<<<<
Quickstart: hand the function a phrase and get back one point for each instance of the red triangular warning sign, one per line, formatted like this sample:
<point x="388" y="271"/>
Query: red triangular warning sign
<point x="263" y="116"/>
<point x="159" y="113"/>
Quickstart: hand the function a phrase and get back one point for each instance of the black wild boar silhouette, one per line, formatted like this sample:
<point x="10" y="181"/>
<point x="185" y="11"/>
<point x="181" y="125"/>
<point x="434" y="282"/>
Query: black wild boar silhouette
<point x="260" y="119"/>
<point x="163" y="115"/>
>>>>
<<<<
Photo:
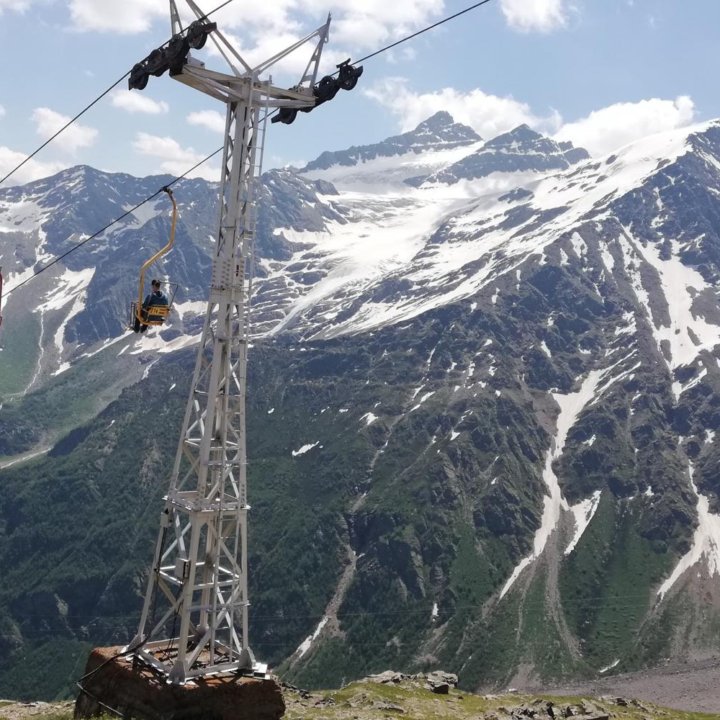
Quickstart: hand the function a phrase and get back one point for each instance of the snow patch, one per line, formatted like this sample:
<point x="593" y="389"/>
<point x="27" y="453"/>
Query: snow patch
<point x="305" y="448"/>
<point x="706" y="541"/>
>>>>
▸ Assignment
Pick each line holding "Quickstart" out of the entries above and return it.

▸ Solved exercise
Quickstart: hand the function a phrase and get back one point for each instance of the red triangular warning sign, one per line, formatted like this sample:
Quickstart: hand the function a phrase and get back one point for each instance of the black wild boar silhouette, one per line, formatted like this sample:
Quickstart: hand the function a phrase and get back one point for each instance of the snow patch, one per line, formatted like this sample:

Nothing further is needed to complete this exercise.